_Kutipan Terpilih:_
Wednesday, July 15, 2009

Budaya

Salah Tafsir Konsep Budaya Jawa dalam Politik
Ahdi Riyono

Gegap gembita mengawali pencalonan capres dan cawapres 2009, manuver-manuver politik parpol pengusung calon masing-masing capres dan cawapres mulai memanas. Bahkan ada beberapa internal parpol yang pecah menjadi beberapa kubu. Ini terjadi, karena politik kita memang masih diwarnai politik balas jasa dan dagang sapi. Sehingga, komitmen ideologi seolah hanya menjadi topeng parpol tatkala mereka berkampanye untuk menjual partainya. Namun, ketika pemilu telah usai dan perolehan suara masing-masing parpol sudah diketahui, mereka mulai melakukan lobi-lobi politik untuk mendapatkan bagian kue kekuasaan. Bak semut yang selalu mengkrumuni gula, Partai Demokrat didekati partai-partai gurem untuk mendapatkan jatah kue kekuasaan. Pilpres 2009 ini juga diwarnai pertarungan etnis, Jawa dan non-Jawa, sipil dan milter. Isu tersebut dijadikan alat untuk menjual masing-masing calon untuk mendapatkan mandat rakyat lima tahun kedepan. Dari isu etnis, Etnis Jawa tetap mendominasi pilpres, karena semuanya berdarah Jawa, kecuali JK. Dia berasal dari Makassar yang merupakan representasi dari luar Jawa dan Indonesia. Memang, Politik Indonesia selama ini tidak bisa dilepaskan dari politik dan budaya Jawa. Selama Orde Baru, Budaya kekuasaan Jawa dipakai untuk melanggengkan kekuasaan dan mempertahankan status quo, Budaya adiluhung itu, dengan sengaja ditafsirkan salah (displacing the meaning).

_Isi Data:_
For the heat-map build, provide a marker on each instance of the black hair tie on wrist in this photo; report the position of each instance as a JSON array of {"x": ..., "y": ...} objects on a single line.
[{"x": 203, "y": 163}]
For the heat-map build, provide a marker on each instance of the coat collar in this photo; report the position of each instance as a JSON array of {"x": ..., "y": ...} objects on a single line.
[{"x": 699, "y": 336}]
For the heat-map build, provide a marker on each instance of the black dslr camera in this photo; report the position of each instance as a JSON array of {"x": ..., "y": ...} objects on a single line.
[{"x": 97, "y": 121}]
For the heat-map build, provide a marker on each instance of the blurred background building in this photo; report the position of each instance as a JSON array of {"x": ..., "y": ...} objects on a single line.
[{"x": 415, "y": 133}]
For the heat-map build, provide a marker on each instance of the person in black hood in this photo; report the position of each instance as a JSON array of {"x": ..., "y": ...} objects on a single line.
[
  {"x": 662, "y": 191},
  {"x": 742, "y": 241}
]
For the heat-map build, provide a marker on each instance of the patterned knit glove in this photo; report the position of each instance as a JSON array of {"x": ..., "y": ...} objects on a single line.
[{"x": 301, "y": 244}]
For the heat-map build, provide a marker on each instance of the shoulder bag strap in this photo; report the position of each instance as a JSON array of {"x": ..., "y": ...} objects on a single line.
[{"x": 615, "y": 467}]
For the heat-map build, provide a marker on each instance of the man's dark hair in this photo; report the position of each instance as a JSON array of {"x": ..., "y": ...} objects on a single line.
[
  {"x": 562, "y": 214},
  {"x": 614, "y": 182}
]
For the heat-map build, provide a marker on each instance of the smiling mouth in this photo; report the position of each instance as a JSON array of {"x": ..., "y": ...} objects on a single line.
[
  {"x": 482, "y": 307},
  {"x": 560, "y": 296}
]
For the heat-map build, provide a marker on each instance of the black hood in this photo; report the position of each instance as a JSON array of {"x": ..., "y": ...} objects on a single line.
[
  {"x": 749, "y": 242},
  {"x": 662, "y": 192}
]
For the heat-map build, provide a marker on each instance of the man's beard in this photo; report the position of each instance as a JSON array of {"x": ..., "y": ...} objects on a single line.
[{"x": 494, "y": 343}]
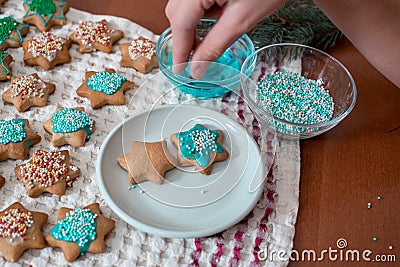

_Tujuan Latihan:_ Lanjutkan tulisan tentang salah tafsir konsep budaya Jawa dalam politik, dimulai tepat setelah kalimat terakhirnya.

_Jawaban Tugas:_
Pemakaian ungkapan-ungkapan Jawa yang salah inilah, kemudian menimbulkan kontroversi masih layakkah budaya Jawa dipertahankan dalam politik modern sekarang ini. Tentu, pernyataan ini menyebabkan pro dan kontra di masyarakat kita. Namun demikian, kita harus arif dalam melihat permasalahan ini. Apakah budaya Jawanya yang salah ataukah pemakainya yang salah?. Benar, jika budaya Jawa yang kratonik, ditafsirkan salah semau gue, tentu yang terjadi negara korup. Orang Jawa selalu bersikap inggih-inggih nun sendika dhawuh, yang bersifat semu bukan keikhlasan. Celakanya lagi, kemudian budaya upeti palsu, sulit terelakkan. Selama ini di kancah kepemimpinan Jawa terjadi perintah halus, manis dan akhirnya berubah menjadi otoriter. Akibatnya, atasan dan bawahan mengembungkan budaya “TST” (tahu sama tahu) untuk korupsi yang ujung-ujungnya untuk mempertahankan status Quo. Kalau begitu, mungkin saja negara ini kelak akan terbolak-balik-ada sekolah tinggi koruptor, yang dosen-dosennya dan rektornya ahli korup. Ini jelas sangat keterlaluan. Padahal pemimpin dalam filsafat Jawa harus benar dan dilandasi sabda pandhita ratu berbudi bawaleksana. Konsep bawaleksana ini, tampaknya sudah tak dihiraukan lagi, lalu muncul budaya korup. Bahkan, tak sekedar korup, juga nepotisme dan kolusi.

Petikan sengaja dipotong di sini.